*** GIVEN INFORMATION ***

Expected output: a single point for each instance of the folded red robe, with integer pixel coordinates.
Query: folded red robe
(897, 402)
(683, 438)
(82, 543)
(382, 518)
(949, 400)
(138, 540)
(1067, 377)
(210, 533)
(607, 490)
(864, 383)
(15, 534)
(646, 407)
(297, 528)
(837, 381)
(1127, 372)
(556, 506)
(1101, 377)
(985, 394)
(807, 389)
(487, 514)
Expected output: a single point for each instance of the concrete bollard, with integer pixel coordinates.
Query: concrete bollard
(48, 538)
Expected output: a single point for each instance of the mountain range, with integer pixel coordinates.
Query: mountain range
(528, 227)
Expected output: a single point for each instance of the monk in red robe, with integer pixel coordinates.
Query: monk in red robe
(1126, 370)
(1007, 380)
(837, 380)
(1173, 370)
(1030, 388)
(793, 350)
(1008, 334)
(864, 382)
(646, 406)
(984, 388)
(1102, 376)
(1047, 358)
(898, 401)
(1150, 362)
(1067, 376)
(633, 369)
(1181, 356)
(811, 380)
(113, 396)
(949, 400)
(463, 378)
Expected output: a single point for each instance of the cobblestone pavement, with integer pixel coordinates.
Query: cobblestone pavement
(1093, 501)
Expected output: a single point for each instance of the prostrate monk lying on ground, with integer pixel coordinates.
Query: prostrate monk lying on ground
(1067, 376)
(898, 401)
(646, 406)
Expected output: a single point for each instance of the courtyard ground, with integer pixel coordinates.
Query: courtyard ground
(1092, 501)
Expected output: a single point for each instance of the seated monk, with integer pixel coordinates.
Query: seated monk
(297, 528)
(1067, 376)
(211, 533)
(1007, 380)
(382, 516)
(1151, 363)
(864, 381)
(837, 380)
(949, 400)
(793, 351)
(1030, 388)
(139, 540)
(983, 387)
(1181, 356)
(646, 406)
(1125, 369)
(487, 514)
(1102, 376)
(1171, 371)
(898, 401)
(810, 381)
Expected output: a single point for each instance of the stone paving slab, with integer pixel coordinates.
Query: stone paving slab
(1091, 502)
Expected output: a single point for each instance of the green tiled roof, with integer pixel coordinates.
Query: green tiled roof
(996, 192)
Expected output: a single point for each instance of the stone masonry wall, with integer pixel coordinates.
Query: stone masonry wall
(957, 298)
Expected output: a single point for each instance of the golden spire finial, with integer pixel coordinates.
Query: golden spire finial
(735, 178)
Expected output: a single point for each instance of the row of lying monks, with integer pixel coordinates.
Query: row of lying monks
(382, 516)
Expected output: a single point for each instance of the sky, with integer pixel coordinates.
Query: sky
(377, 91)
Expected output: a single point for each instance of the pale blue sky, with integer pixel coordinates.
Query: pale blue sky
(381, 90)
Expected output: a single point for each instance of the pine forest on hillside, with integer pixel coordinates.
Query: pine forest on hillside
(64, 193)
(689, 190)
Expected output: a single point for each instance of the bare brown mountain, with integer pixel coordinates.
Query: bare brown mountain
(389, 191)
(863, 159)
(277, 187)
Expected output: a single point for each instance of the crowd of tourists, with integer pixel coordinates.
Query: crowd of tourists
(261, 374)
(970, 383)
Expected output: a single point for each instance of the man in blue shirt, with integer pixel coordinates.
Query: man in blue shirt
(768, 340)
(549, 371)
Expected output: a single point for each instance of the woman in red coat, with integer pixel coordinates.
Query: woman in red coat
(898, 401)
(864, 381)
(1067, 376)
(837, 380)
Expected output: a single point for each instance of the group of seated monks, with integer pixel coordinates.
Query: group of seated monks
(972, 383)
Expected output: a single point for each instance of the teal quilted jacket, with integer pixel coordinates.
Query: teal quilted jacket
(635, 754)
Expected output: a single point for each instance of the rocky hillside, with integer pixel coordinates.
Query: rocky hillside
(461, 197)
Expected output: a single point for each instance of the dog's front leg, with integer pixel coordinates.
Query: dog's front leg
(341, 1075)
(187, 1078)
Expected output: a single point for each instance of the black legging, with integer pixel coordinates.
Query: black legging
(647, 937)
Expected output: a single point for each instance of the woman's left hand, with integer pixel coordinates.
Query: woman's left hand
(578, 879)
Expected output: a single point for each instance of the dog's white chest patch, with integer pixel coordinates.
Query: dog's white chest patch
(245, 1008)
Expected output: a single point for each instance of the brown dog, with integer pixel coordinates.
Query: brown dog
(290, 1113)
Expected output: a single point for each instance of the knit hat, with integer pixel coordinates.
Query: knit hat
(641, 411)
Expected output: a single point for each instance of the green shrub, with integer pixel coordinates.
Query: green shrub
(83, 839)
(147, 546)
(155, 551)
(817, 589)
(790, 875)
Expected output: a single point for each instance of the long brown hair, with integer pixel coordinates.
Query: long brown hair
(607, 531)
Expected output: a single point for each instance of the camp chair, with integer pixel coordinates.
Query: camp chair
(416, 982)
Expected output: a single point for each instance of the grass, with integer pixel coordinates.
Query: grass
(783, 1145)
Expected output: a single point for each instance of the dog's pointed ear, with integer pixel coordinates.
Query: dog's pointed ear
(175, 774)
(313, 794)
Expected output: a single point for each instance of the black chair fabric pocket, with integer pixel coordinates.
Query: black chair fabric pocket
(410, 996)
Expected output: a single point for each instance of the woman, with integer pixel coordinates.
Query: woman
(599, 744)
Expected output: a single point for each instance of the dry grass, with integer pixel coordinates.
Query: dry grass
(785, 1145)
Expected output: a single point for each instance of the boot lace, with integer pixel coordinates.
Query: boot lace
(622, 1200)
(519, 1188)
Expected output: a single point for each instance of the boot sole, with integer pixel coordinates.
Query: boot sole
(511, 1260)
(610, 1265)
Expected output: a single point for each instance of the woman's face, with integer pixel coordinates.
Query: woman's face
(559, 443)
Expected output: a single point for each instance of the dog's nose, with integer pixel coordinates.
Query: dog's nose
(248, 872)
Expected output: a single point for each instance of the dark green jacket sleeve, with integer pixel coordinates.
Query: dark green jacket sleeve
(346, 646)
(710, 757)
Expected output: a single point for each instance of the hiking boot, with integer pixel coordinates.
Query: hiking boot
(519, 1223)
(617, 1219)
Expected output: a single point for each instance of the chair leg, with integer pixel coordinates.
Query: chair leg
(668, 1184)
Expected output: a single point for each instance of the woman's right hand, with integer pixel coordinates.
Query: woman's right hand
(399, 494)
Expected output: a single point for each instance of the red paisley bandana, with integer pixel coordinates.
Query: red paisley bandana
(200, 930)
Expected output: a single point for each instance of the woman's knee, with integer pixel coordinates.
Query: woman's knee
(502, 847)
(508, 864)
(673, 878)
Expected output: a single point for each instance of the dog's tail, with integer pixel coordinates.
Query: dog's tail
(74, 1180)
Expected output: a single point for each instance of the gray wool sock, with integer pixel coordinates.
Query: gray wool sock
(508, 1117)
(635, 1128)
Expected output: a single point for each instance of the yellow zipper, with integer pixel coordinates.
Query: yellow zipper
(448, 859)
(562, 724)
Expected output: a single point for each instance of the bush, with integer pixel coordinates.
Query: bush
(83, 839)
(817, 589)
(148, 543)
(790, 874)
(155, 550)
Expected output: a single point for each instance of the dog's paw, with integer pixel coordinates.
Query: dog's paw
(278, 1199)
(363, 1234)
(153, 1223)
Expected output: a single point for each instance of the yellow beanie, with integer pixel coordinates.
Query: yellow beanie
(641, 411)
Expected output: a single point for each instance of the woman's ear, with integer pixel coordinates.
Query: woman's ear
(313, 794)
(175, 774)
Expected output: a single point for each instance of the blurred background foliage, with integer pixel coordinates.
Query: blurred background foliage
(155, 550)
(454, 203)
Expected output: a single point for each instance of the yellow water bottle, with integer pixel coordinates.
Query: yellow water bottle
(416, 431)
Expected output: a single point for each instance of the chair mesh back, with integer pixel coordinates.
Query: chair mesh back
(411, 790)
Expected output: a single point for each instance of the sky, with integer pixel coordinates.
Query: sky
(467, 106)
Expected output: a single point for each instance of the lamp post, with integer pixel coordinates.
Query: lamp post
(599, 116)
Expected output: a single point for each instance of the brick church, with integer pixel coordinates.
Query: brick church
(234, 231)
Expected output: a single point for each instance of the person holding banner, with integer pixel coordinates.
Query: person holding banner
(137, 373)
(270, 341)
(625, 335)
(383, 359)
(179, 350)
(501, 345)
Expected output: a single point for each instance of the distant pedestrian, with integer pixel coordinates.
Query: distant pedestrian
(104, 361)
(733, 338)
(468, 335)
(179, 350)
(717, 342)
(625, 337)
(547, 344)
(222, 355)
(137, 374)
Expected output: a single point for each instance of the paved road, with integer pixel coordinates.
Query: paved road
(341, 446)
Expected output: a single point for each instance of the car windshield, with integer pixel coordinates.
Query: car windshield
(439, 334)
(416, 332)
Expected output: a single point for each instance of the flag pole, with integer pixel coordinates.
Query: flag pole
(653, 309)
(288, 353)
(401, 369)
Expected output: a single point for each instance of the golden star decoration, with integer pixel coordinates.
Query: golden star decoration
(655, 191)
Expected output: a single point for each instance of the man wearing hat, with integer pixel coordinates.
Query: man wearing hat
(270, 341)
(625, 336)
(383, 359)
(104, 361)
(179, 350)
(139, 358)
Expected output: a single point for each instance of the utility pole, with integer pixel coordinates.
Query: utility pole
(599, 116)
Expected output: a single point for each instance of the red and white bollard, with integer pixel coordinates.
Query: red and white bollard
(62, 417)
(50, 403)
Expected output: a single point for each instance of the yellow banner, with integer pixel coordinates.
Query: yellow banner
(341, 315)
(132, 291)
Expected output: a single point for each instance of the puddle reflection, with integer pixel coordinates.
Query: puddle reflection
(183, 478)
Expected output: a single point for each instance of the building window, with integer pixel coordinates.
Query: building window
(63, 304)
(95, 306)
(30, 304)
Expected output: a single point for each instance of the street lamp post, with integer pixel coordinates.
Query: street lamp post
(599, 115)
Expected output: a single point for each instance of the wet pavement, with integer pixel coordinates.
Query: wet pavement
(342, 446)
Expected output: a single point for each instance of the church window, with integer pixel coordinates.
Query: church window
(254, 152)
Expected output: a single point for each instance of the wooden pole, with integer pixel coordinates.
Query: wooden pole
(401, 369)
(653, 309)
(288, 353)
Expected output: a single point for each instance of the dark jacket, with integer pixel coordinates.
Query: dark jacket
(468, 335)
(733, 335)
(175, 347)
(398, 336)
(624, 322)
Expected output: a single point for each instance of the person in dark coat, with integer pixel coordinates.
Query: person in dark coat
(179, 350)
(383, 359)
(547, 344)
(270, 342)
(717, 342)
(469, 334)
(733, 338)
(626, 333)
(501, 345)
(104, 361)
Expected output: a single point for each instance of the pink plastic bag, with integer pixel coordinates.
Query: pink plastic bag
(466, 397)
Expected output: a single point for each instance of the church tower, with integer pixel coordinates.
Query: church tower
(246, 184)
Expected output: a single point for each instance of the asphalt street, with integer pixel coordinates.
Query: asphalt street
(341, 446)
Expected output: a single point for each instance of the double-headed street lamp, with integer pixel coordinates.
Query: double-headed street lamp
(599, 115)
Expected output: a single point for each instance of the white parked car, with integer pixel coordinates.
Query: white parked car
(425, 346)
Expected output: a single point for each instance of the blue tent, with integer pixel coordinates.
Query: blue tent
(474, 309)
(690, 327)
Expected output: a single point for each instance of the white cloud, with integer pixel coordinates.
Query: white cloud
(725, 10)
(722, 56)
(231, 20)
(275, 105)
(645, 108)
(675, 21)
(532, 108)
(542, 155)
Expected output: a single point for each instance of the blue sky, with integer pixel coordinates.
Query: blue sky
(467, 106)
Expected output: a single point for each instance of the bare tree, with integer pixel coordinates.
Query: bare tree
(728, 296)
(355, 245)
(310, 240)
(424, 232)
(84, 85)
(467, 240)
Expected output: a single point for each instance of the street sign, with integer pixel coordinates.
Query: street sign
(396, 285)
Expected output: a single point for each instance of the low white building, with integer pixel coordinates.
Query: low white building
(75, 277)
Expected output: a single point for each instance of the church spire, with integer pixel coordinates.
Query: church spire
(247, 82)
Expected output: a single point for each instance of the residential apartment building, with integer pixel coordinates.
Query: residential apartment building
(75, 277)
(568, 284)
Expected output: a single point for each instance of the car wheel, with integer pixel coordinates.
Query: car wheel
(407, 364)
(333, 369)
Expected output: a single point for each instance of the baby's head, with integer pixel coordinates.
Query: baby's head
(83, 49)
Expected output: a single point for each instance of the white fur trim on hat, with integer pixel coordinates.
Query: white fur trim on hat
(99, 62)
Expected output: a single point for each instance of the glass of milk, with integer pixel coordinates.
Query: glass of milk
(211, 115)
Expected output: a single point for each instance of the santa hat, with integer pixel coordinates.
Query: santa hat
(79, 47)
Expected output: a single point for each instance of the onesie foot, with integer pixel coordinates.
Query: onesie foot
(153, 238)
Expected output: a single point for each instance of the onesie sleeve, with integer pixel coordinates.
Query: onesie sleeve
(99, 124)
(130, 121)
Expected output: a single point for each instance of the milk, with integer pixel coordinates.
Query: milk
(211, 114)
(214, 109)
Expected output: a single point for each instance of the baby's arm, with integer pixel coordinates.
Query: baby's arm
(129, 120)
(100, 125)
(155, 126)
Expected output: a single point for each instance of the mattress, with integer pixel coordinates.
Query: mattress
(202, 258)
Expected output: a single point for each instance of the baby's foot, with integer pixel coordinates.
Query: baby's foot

***

§ **WRITTEN REQUEST**
Copy the lines from the line with "shirt, with integer pixel coordinates." up to and including the line with "(290, 1113)", swapping "rocky hillside" for "rocky slope" and leaving everything else as it is.

§ **OUTPUT**
Expected output: a single point for each instance of the man in blue shirt, with integer pixel coordinates.
Query: man in blue shirt
(768, 340)
(549, 371)
Expected output: a single point for each instance of the woman in red coat, with integer pixel coordinates.
Query: woman in red coat
(898, 401)
(864, 381)
(1067, 376)
(837, 380)
Expected output: a single point for each instance of the group of seated monks, with integer pixel coordinates.
Query: group of seated monks
(972, 383)
Expected output: a single point for each instance of the teal quilted jacket, with integer pixel coordinates.
Query: teal quilted jacket
(635, 754)
Expected output: a single point for each instance of the rocky slope, with integer pixel coordinates.
Query: rocky slope
(461, 197)
Expected output: a single point for each instance of the dog's front leg, with integer pixel coordinates.
Query: dog's front leg
(341, 1075)
(187, 1078)
Expected output: a single point for each instance of the black legging, with integer pixel coordinates.
Query: black legging
(647, 937)
Expected output: a single point for each instance of the woman's left hand, with integer pixel coordinates.
Query: woman's left hand
(578, 879)
Expected output: a single point for each instance of the dog's white chest patch, with integer pixel coordinates.
Query: dog's white chest patch
(245, 1008)
Expected output: a single point for each instance of the brown dog, with integer pixel coordinates.
Query: brown dog
(290, 1113)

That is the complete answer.